Saved data entries:
■ ■ ■
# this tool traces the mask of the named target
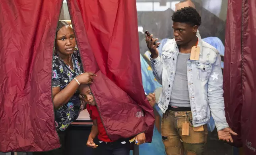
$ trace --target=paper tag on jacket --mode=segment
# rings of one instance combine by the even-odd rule
[[[191,49],[190,59],[192,60],[199,60],[200,54],[200,47],[198,46],[193,46]]]

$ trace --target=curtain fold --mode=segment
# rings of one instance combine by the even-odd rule
[[[154,119],[142,86],[136,1],[67,1],[84,69],[98,76],[91,88],[108,136],[146,130],[151,142]]]
[[[224,99],[237,147],[256,154],[256,1],[229,0],[225,40]]]
[[[60,146],[52,62],[62,0],[0,2],[0,152]]]

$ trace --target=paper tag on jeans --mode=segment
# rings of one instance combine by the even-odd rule
[[[189,135],[189,125],[186,121],[182,124],[182,135],[183,136]]]
[[[185,123],[182,124],[182,135],[188,136],[189,135],[189,125],[187,121],[187,115],[185,117]]]
[[[204,126],[201,125],[198,127],[194,127],[193,129],[194,131],[204,131]]]
[[[200,47],[198,46],[193,46],[191,49],[190,54],[190,60],[199,60],[199,54],[200,54]]]

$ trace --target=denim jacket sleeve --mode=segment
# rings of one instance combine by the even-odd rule
[[[153,59],[150,56],[150,63],[153,71],[153,74],[158,82],[162,85],[162,73],[163,72],[163,63],[161,57],[158,56],[155,59]]]
[[[218,53],[207,83],[208,103],[218,131],[229,127],[224,110],[221,62],[220,55]]]

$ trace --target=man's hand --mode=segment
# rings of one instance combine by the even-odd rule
■ ■ ■
= Task objective =
Omit every picture, then repeat the remaining data exactly as it appears above.

= Full output =
# this tool traces the mask of the named target
$ trace --target=paper tag on jacket --mode=segment
# rings of one instance combine by the even-odd rule
[[[191,49],[190,59],[192,60],[199,60],[200,54],[200,47],[198,46],[193,46]]]

$ trace --target=curtain fold --mode=segment
# rings of one instance combine by the even-odd rule
[[[154,119],[142,86],[136,1],[67,1],[84,69],[98,76],[91,88],[108,136],[146,130],[151,142]]]
[[[224,99],[237,147],[256,154],[256,1],[229,0],[225,40]]]
[[[60,146],[52,62],[62,0],[0,2],[0,152]]]

$ trace --target=paper tag on jeans --mode=segment
# rings of one instance combine by the even-odd rule
[[[189,135],[189,125],[186,121],[182,124],[182,135],[183,136]]]
[[[185,123],[182,124],[182,135],[188,136],[189,135],[189,125],[187,121],[187,115],[185,117]]]
[[[204,126],[201,125],[198,127],[194,127],[193,129],[194,131],[204,131]]]
[[[200,47],[198,46],[193,46],[191,49],[190,54],[190,60],[199,60],[199,54],[200,54]]]

$ trace --target=denim jacket sleeve --mode=segment
# rings of one instance combine by the even-odd rule
[[[153,59],[150,56],[150,63],[153,71],[153,74],[158,82],[162,85],[162,73],[163,72],[163,63],[161,57],[158,56],[155,59]]]
[[[218,53],[207,83],[208,103],[218,131],[229,127],[224,110],[221,62],[220,55]]]

$ trace --target=man's hand --mode=segment
# rings of one instance combine by the even-odd rule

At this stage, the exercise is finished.